#### [Exercise brief]
Reproduce the items below from the line containing "Every instance of the slender" through the last item, requests included. Multiply every coordinate in the answers by 0.6 and round each to a whole number, rounding halves up.

#### [Records shown]
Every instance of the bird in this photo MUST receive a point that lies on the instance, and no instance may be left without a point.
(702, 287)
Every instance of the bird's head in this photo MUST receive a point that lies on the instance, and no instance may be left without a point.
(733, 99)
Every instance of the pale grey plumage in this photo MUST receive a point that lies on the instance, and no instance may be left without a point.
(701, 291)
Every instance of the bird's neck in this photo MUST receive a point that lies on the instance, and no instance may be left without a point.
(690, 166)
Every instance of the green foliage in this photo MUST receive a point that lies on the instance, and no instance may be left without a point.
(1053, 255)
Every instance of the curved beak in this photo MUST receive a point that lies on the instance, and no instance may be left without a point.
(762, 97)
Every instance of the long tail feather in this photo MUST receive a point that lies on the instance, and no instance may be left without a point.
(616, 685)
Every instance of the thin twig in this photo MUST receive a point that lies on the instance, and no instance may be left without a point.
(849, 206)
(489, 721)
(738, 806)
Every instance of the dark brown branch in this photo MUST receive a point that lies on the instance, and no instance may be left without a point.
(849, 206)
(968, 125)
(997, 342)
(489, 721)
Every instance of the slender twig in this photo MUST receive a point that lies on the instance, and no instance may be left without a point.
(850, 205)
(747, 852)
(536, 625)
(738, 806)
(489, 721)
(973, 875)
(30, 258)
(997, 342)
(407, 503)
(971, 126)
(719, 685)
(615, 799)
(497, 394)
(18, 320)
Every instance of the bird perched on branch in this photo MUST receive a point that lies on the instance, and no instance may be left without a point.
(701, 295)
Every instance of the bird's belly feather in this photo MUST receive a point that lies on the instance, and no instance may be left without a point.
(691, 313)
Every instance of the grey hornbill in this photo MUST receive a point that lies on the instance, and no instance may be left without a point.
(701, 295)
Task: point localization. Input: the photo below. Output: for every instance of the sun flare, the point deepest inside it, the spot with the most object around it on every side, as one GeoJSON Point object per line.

#### [Problem solution]
Every instance of the slender twig in this photo MUST receive a point that lies on the instance, and no instance may be left without a point.
(510, 123)
(448, 511)
(322, 375)
(443, 484)
(293, 433)
(584, 525)
(18, 155)
(598, 205)
(244, 302)
(583, 76)
(431, 411)
(369, 479)
(298, 236)
(11, 192)
Every instance of the bird perched on branch in this photo MUST receive a point that lies on the instance, and no instance may be left without a point.
(421, 177)
Every instance of the bird's belly feather in this photo MUST receive a point that lies on the instance, and no instance may be left without a point.
(415, 188)
Every instance of the grey hornbill in this photo MUST receive a point that lies on the instance, and no instance may be left without a point.
(421, 177)
Task: point localization. Input: the photo below. Output: for every instance of the sun flare, the point deepest inside it, the spot with the most object around it on every side, as one GeoJSON Point object per line.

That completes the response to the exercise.